- **Opdrachten**
1. Kloppen deze uitspraken volgens het fragment over de shockdoctrine: (a) de economische adviseurs kregen hun opleiding in Chicago, (b) Klein heeft een duidelijke visie over de nationale kwestie, (c) de adviseurs werden alleen in Chili ingezet? Antwoord bij elke uitspraak met ja of nee en citeer letterlijk de woorden uit het fragment die de doorslag geven.
2. Schrijf uit het fragment over de shockdoctrine woord voor woord het stuk over tussen "Vandaag worden ook" en "kapitalisme in de VS.", met die woorden zelf erbij.

- **Fragment**
*-*-*
Vandaag worden ook schokken gebruikt door het kapitalisme om zo een neoliberale economische en sociale agenda te versterken in landen waar niemand ooit had gekozen voor een dergelijk beleid. Deze schokken kunnen de vorm aannemen van economische ineenstortingen, natuurrampen, regimeverandering, in feite alles wat zorgt voor genoeg publieke desoriëntatie opdat de heersers van het land vrijspel zouden krijgen om te doen wat ze willen. Klein’s idee van de “shockdoctrine” is in feite een andere naam voor het neoliberalisme. Op heel wat vlakken zijn er voorlopers vanaf de jaren 1950 toen commentatoren begonnen te spreken over een “militair-industrieel complex” in plaats van over het kapitalisme in de VS.

Klein is het scherpst als ze gedetailleerd ingaat op de misdaden van het kapitalisme. Haar relaas van Chili midden jaren 1970 en de doorvoering van het neoliberalisme nadat Allende was omvergeworpen door een staatsgreep die de steun kreeg van de CIO, is bijzonder scherp en goed gebracht. De rol van de zogenaamde “economische adviseurs” die hun opleiding hadden genoten in Chicago onder de begeleiding van Milton Friedman, komt in het boek goed aan bod. Deze “adviseurs” werden ingezet in Chili maar ook in andere delen van Latijns-Amerika. Tot op vandaag spelen ze een rol in China. Klein geeft ook een beeld van de gevolgen van het kapitalistisch herstel in Oost-Europa en Azië, maar evengoed ook van de strijd om grond in Sri Lanka en andere Aziatische landen na de tsunami. Klein heeft geen duidelijke visie over de nationale kwestie, maar over NGO’s en hoe deze gezien worden in sommige neo-koloniale landen is ze wel duidelijk. Daar leveren sommige NGO’s hand- en spandiensten aan voor de Westerse regeringen, het IMF en de Wereldbank.
*-*-*
Fragmenten uit een aanwijsdataset:

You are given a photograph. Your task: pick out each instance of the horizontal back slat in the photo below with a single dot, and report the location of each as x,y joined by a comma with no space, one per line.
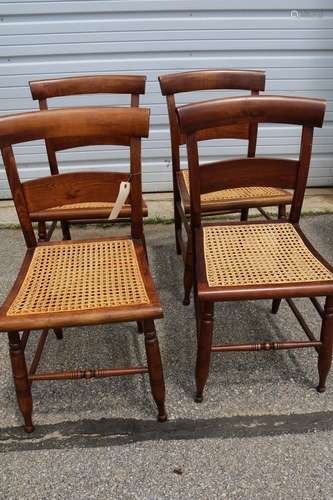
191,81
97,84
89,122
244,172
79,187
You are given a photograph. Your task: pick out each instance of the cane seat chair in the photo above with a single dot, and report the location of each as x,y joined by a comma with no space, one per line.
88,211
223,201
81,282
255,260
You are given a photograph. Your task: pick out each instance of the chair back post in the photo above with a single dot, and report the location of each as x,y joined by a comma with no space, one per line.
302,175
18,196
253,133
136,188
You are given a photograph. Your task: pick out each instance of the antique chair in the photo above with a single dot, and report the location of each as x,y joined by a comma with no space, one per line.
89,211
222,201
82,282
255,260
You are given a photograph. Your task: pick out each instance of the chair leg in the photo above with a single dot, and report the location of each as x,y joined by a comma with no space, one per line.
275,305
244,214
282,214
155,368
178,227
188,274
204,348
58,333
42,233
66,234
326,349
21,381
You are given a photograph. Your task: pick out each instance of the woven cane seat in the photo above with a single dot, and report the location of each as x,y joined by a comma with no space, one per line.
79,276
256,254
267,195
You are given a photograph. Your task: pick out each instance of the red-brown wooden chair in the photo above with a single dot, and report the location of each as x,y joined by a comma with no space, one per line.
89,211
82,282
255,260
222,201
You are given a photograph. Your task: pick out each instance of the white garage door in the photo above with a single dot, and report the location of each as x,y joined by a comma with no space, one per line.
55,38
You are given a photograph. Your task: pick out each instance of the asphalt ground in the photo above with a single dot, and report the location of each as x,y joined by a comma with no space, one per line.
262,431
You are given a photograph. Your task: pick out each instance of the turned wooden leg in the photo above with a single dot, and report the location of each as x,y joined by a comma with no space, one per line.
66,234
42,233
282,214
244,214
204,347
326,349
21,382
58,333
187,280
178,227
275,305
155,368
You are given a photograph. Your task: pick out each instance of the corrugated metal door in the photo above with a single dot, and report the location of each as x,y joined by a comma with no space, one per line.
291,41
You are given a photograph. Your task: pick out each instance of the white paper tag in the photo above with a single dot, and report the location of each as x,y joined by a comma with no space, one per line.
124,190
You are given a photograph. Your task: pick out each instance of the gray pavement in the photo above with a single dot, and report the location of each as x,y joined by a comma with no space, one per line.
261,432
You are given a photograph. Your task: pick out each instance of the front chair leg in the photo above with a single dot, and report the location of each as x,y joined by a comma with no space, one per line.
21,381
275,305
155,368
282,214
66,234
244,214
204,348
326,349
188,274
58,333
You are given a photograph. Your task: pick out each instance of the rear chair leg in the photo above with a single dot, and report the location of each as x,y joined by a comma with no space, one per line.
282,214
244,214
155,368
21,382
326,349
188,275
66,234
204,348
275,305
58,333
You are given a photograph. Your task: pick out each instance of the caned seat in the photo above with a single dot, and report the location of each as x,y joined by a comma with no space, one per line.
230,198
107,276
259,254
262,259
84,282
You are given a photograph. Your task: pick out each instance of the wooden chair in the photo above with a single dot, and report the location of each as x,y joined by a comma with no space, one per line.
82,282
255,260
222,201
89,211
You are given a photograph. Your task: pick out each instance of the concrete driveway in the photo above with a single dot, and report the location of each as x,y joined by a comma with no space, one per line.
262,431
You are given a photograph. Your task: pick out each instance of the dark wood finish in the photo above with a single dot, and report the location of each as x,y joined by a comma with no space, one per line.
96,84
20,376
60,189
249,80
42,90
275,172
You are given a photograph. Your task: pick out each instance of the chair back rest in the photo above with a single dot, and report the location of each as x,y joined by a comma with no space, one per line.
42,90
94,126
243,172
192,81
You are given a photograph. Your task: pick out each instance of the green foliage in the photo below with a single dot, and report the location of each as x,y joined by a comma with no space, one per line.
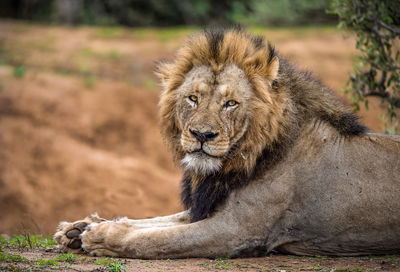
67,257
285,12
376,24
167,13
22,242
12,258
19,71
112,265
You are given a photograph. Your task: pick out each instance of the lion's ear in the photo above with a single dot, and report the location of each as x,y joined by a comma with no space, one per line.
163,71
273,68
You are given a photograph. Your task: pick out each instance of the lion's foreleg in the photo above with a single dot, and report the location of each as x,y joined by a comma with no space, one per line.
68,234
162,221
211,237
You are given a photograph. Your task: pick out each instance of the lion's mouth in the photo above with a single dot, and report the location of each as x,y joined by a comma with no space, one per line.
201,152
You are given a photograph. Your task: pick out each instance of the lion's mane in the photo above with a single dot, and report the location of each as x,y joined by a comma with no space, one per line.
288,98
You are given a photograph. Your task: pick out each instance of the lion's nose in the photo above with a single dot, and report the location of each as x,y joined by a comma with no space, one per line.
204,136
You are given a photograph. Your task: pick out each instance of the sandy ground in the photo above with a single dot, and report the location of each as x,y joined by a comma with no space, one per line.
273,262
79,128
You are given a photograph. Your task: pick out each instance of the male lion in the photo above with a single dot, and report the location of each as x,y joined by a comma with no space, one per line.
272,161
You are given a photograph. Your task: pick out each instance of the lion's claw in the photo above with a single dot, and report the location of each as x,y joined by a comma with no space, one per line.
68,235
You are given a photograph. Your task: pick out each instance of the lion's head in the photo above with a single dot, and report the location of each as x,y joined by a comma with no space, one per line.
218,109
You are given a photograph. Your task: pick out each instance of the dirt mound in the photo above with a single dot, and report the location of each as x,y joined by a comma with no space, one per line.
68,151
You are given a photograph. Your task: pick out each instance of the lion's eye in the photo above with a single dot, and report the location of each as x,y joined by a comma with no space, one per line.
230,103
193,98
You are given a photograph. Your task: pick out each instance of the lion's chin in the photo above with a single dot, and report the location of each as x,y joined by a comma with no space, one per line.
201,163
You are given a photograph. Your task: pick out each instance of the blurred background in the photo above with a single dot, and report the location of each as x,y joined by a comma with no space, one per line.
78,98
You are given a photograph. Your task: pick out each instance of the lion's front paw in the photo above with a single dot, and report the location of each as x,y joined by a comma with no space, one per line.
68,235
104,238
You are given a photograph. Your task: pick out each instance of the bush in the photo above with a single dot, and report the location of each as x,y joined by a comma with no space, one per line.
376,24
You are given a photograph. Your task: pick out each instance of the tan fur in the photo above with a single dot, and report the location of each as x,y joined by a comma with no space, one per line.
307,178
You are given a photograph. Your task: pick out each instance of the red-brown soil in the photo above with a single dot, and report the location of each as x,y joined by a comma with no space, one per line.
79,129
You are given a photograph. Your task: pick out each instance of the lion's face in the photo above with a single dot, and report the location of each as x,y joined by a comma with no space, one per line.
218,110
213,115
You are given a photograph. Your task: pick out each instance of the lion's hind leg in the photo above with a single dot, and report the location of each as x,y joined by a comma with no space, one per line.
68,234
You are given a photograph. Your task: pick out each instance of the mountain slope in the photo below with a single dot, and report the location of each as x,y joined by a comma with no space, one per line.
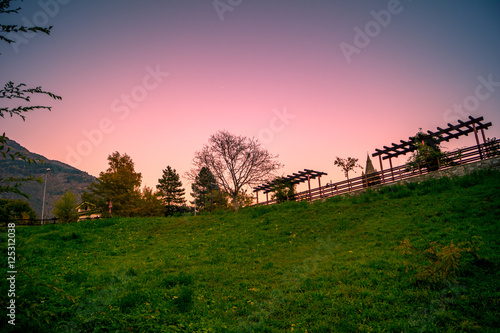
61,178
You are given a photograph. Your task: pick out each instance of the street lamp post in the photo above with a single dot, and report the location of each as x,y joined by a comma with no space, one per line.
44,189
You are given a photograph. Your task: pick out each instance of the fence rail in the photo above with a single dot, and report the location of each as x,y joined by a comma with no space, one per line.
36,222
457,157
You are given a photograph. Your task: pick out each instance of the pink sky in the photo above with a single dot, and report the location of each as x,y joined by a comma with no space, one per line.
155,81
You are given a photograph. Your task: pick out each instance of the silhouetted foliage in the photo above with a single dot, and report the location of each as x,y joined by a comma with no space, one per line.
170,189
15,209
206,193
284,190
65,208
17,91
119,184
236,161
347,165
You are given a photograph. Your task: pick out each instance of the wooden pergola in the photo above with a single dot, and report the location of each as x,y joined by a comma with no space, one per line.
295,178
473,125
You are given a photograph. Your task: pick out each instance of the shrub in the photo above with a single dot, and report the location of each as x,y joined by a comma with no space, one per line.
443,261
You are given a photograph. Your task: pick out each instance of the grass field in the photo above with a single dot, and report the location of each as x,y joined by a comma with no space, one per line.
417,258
*-*-*
- **Antwoorden per opdracht**
1.
(a) Ja: "die hun opleiding hadden genoten in Chicago onder de begeleiding van Milton Friedman"
(b) Nee: "Klein heeft geen duidelijke visie over de nationale kwestie"
(c) Nee: "Deze “adviseurs” werden ingezet in Chili maar ook in andere delen van Latijns-Amerika."

2.
Vandaag worden ook schokken gebruikt door het kapitalisme om zo een neoliberale economische en sociale agenda te versterken in landen waar niemand ooit had gekozen voor een dergelijk beleid. Deze schokken kunnen de vorm aannemen van economische ineenstortingen, natuurrampen, regimeverandering, in feite alles wat zorgt voor genoeg publieke desoriëntatie opdat de heersers van het land vrijspel zouden krijgen om te doen wat ze willen. Klein’s idee van de “shockdoctrine” is in feite een andere naam voor het neoliberalisme. Op heel wat vlakken zijn er voorlopers vanaf de jaren 1950 toen commentatoren begonnen te spreken over een “militair-industrieel complex” in plaats van over het kapitalisme in de VS.